===== Texte présenté

Ca faisait un moment que je voulais le voir et c'est enfin fait. Comme je m'y attendais, ce film de 1957 est absolument génial et jubilatoire. Ce
premier long-métrage de Sidney Lumet est un huis clos prenant, passionnant même si légèrement prévisible dans sa trame. Pendant 1h30, on suit
le débat de 12 jurés au coeur d'une affaire de meurtre. Un jeune homme originaire de quartier pauvre est accusé d'avoir assassiné son père avec un couteau. Toutes les preuves sont contre lui. Les
12 jurés se retirent dans une salle et procèdent alors à un vote. Tous lèvent la main pour la culpabilité du garçon sauf un, le juré numéro 8, bien décidé à ne pas le condamner à mort sans avoir
pris le temps de réfléchir un peu. Et le vote doit se faire à l'unanimité.
Superbe film dont j'avais déjà vu un remake dans un épisode de la série
Dead Zone. Pendant 90 minutes, on se plonge dans une affaire dont on ne sait rien, mais au fil du temps on apprend les faits, les
accusations, les témoignages et les revendications de chaque personnage. 12 hommes en colère est vraiment un coup de maître, car il parvient, à partir d'une simple scène de crime, à nous tenir en
haleine jusqu'au bout alors que tout se passe au centre de la même pièce. Un huis clos bien pensé, bien écrit, auquel on participe également puisqu'on réfléchit, on se demande comment tel
argument peut être réfuté afin d'arriver au "
Doute Légitime".
Premièrement, le film nous montre à quel point un jugement basé sur la
démocratie peut être bancal et litigieux. On réalise que sans le
juré n°8, les autres seraient passés à côté d'un nombre incroyable de détails et auraient
condamné un homme à mort sans prendre la peine de réfléchir plus de 3 minutes 30. Le film appuie sur le fait que la vie d'un homme ne dépend de pas grand chose dans ces moments-là, car elle ne
tient qu'au jugement de 12 personnes prises au hasard, or l'erreur est humaine. Dans le cas présent, le
juré n°8 se trouve être un bien meilleur avocat que
celui du jeune homme accusé, et on ne peut qu'être émerveillé par son esprit de déduction et de persuasion. Tour à tour, il confronte chaque membre de juré à ses problèmes personnels et parvient,
à l'aide d'exemples simples mais puissants, à les faire douter. Il est intéressant de voir toutes ces personnes se confrontent et se prendre la tête sur un même problème, et de ce côté il faut
dire que les dialogues sont grandioses. Les répliques sont bien pensées, elles nous dévoilent petit à petit les personnalités de chaque juré ainsi que leurs idées. Et nous aussi, on est à fond
dedans. Car en voyant la solidité des preuves existant contre l'accusé, on se demande bien par quel miracle un doute peut être posé. Mais chaque élément de l'accusation est examiné et s'avère
réfutable. C'est jouissif et certaines situations sont franchement bien trouvées, le
juré n°8 poussant les autres à bout afin de démontrer ce qu'il avance (il
pousse le
n°3 à crier "

==========
===== Matériel

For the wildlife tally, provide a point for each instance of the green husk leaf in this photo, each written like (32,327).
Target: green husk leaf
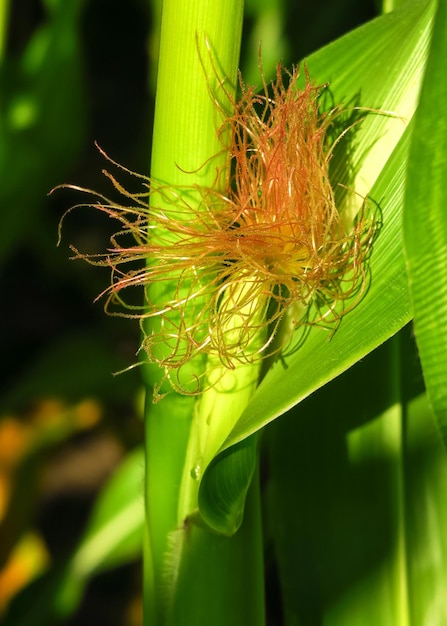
(425,222)
(380,151)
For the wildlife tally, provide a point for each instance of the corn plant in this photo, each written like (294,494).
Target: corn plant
(292,433)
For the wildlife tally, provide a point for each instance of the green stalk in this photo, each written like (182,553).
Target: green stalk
(192,576)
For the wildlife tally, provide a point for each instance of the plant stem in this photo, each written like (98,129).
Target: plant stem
(199,50)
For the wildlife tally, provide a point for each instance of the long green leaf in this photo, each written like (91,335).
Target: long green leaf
(354,65)
(425,222)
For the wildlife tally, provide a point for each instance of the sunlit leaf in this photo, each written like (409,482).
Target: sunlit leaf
(425,222)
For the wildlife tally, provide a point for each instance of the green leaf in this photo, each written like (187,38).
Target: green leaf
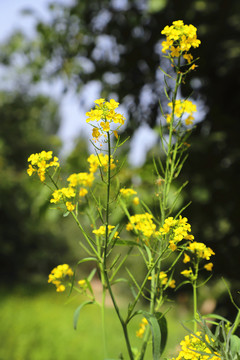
(127,242)
(156,334)
(91,275)
(77,312)
(235,345)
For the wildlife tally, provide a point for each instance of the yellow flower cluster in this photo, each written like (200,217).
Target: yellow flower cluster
(200,250)
(102,230)
(193,348)
(143,223)
(58,275)
(127,193)
(77,184)
(177,230)
(142,328)
(64,194)
(179,39)
(181,108)
(104,113)
(100,160)
(40,162)
(163,279)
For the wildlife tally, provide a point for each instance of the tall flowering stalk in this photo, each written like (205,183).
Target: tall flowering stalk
(156,237)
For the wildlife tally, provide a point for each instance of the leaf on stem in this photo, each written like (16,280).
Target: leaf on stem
(77,312)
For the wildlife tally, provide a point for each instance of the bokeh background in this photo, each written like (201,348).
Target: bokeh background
(57,58)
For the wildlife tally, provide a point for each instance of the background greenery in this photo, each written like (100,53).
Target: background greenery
(35,238)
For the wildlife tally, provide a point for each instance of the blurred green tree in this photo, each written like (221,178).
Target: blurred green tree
(117,44)
(31,240)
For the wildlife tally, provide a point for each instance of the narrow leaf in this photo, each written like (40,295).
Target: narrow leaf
(77,312)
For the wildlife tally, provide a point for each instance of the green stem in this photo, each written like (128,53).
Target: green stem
(195,314)
(108,285)
(86,237)
(236,322)
(152,308)
(103,321)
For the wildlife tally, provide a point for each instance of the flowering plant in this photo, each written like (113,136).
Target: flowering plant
(161,239)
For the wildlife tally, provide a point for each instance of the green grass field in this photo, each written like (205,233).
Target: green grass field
(40,327)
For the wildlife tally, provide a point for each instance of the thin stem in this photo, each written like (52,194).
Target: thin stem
(103,320)
(86,237)
(195,314)
(236,322)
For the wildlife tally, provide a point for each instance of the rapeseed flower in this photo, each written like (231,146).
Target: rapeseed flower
(40,162)
(142,328)
(60,274)
(104,114)
(180,38)
(181,108)
(102,231)
(100,161)
(143,223)
(192,347)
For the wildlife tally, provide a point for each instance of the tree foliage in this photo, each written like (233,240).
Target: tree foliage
(117,44)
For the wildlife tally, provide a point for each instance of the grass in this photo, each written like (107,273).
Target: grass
(39,326)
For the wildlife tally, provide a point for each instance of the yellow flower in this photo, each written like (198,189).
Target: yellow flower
(102,231)
(192,346)
(112,104)
(208,266)
(180,38)
(143,223)
(186,258)
(70,206)
(105,126)
(95,133)
(99,102)
(201,250)
(83,192)
(82,282)
(136,201)
(58,275)
(40,162)
(172,284)
(127,192)
(187,273)
(104,111)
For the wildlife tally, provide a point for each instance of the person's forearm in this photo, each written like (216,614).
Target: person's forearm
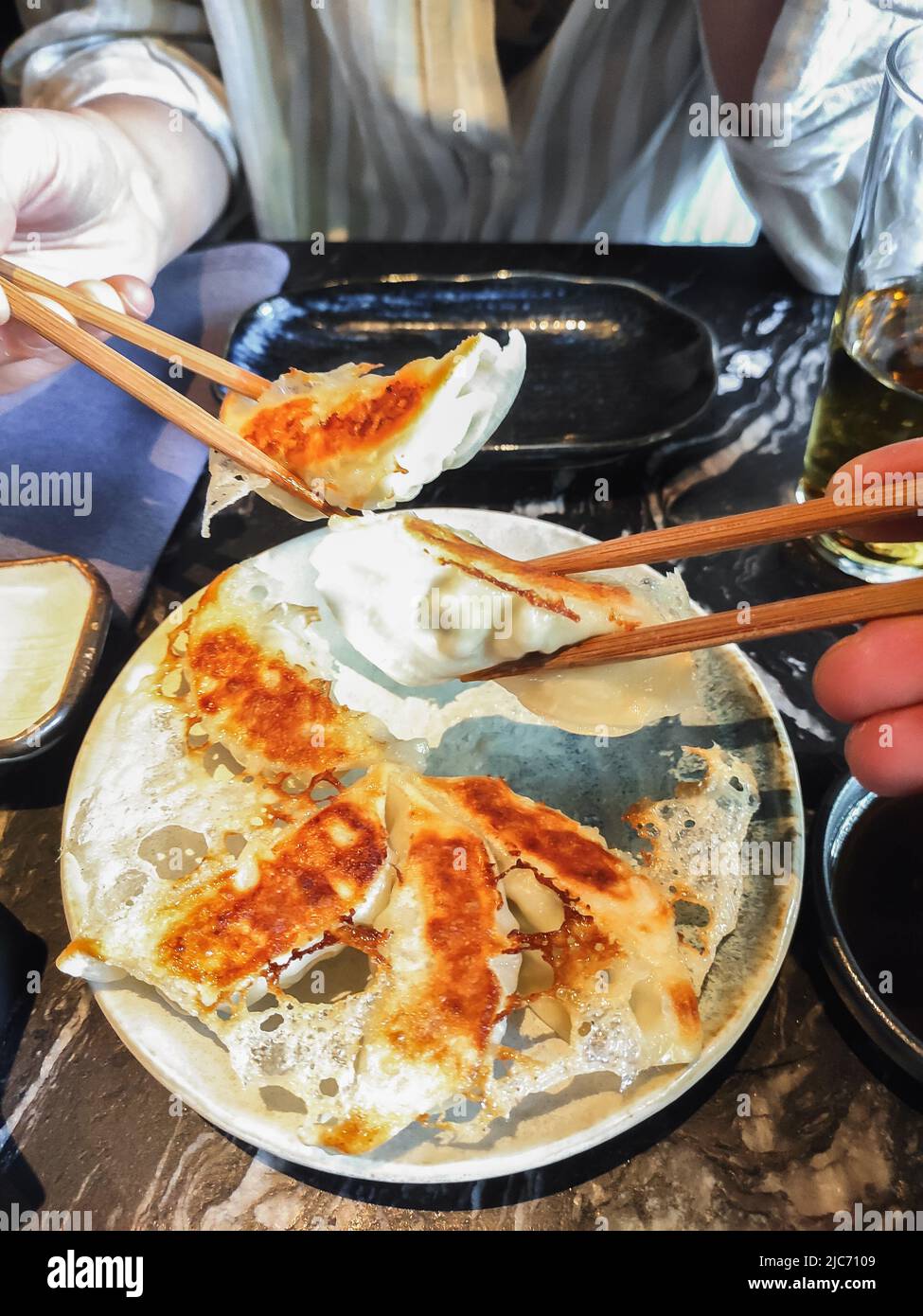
(737,33)
(187,176)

==========

● **Consigne**
Recopiez le passage de la critique du film qui commence par « Ca faisait un » et se poursuit jusqu'à « faire à l'unanimité. », en renommant « couteau » en « poignard ».

● **Tâche réalisée**
Ca faisait un moment que je voulais le voir et c'est enfin fait. Comme je m'y attendais, ce film de 1957 est absolument génial et jubilatoire. Ce
premier long-métrage de Sidney Lumet est un huis clos prenant, passionnant même si légèrement prévisible dans sa trame. Pendant 1h30, on suit
le débat de 12 jurés au coeur d'une affaire de meurtre. Un jeune homme originaire de quartier pauvre est accusé d'avoir assassiné son père avec un poignard. Toutes les preuves sont contre lui. Les
12 jurés se retirent dans une salle et procèdent alors à un vote. Tous lèvent la main pour la culpabilité du garçon sauf un, le juré numéro 8, bien décidé à ne pas le condamner à mort sans avoir
pris le temps de réfléchir un peu. Et le vote doit se faire à l'unanimité.